Stated task: Copy out only the lines running from the one that contains "the chandelier crystal" through the end of the listing. Pictures stay out.

[Labeled-object pointing entries]
************

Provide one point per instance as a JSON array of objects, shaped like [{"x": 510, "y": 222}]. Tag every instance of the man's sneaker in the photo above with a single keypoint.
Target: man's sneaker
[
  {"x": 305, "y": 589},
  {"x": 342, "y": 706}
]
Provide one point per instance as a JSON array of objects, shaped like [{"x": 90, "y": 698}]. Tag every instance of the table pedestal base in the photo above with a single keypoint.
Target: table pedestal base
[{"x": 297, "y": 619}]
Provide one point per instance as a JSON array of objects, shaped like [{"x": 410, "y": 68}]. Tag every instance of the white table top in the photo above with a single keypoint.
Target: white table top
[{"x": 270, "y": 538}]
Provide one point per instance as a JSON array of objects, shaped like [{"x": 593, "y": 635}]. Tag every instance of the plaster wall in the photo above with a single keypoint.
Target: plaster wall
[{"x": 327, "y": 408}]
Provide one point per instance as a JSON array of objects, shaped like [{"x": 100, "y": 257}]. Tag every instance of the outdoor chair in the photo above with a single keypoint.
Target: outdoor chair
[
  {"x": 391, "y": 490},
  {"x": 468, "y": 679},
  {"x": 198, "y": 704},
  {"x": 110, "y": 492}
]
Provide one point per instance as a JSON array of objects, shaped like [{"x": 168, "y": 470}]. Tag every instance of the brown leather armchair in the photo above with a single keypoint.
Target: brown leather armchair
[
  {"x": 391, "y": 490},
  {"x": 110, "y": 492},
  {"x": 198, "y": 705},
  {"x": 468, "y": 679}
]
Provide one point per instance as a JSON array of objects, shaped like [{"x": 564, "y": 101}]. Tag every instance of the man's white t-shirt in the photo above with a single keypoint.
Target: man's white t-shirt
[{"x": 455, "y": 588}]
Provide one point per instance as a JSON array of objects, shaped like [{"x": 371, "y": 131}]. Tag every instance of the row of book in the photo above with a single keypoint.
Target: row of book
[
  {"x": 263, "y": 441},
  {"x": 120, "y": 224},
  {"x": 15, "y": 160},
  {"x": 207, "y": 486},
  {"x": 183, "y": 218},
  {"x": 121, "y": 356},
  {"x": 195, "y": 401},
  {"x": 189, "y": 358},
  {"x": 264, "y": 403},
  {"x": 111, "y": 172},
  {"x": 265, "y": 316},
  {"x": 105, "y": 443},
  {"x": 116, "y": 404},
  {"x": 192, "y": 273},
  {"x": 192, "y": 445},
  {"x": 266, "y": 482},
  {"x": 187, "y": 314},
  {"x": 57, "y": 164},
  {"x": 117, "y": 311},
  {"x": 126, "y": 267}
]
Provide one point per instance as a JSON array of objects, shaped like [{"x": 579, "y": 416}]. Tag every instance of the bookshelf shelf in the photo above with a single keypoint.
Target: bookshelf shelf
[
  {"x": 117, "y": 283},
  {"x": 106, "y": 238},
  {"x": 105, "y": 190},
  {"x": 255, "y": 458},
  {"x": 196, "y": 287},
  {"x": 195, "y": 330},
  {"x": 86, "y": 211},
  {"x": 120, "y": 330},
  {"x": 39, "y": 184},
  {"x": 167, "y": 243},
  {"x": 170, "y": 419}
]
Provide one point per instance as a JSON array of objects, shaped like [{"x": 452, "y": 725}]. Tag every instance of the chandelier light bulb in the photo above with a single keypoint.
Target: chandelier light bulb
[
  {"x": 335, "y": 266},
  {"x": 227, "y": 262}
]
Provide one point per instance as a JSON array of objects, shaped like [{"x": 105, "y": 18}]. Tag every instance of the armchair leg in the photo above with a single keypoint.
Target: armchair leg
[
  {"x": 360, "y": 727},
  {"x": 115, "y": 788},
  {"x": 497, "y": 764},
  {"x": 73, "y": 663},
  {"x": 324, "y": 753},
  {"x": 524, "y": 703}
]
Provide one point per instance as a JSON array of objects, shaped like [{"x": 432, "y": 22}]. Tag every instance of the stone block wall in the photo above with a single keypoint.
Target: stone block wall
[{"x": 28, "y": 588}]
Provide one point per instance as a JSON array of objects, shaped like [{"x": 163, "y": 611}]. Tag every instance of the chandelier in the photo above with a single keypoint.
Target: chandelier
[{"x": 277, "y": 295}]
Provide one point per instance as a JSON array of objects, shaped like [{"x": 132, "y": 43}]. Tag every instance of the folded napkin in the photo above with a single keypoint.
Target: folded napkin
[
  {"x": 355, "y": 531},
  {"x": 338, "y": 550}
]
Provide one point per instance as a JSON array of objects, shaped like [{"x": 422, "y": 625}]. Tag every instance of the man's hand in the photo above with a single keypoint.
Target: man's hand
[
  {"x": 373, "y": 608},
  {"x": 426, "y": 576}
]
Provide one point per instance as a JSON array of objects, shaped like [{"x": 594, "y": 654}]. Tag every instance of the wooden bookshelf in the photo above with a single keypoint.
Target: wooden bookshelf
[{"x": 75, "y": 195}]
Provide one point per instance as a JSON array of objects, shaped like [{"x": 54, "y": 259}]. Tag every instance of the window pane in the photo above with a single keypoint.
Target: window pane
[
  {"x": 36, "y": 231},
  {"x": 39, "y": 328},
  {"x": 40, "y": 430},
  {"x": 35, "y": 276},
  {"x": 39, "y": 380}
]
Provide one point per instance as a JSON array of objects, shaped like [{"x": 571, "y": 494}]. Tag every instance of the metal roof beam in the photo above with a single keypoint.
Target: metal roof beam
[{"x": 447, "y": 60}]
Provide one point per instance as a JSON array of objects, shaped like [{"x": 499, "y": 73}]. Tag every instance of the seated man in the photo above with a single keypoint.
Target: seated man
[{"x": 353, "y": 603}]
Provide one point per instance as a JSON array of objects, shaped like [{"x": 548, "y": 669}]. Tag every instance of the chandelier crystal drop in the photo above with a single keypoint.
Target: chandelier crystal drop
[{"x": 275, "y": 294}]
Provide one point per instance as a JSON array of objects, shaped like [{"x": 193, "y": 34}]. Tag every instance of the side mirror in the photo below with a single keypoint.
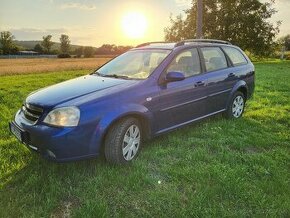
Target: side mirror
[{"x": 174, "y": 76}]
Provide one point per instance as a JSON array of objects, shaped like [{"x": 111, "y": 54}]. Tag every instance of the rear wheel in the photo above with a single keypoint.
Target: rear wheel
[
  {"x": 237, "y": 106},
  {"x": 123, "y": 141}
]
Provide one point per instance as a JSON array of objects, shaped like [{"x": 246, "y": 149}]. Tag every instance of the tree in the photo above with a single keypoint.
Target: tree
[
  {"x": 244, "y": 23},
  {"x": 47, "y": 43},
  {"x": 7, "y": 44},
  {"x": 285, "y": 41},
  {"x": 64, "y": 44},
  {"x": 38, "y": 48},
  {"x": 88, "y": 52}
]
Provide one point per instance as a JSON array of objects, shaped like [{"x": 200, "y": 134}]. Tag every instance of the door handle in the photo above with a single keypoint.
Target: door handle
[
  {"x": 231, "y": 75},
  {"x": 199, "y": 83}
]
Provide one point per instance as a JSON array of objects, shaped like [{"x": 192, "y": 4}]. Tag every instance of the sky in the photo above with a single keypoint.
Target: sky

************

Written response:
Provide one point per instance as a JSON array of objects, shaped like [{"x": 548, "y": 669}]. Tag every instance of the chandelier crystal drop in the photo above with a single keypoint.
Target: chandelier crystal drop
[{"x": 275, "y": 294}]
Provide one point per instance as a JSON array of objects, shaped like [{"x": 193, "y": 34}]. Tag every instance of the side mirror in the photo below with a single keypoint.
Target: side mirror
[{"x": 174, "y": 76}]
Provide one point per instance as a JSON array of objects, shaped like [{"x": 111, "y": 54}]. Tag every instance of the rear wheel in the photo above with a single keypoint.
Target: rear wheel
[
  {"x": 237, "y": 106},
  {"x": 123, "y": 141}
]
Provide one point per instance as a JSON array of objects, shaped like [{"x": 246, "y": 149}]. Tag every instance of the tree in the photo above with a single keypoint.
Target: tree
[
  {"x": 244, "y": 23},
  {"x": 47, "y": 43},
  {"x": 7, "y": 44},
  {"x": 285, "y": 41},
  {"x": 64, "y": 44},
  {"x": 38, "y": 48},
  {"x": 88, "y": 52}
]
Provide one point per instance as a JSON array of objects, shaped like [{"x": 200, "y": 134}]. Tag every instance of the door handle in the photo above with a single keypoint.
Target: door handle
[
  {"x": 231, "y": 75},
  {"x": 199, "y": 83}
]
Provide one point per instance as a JSON array of objects, shaped like [{"x": 192, "y": 4}]. Tag every instance of the sky in the photo above with a single keypoint.
Target: sky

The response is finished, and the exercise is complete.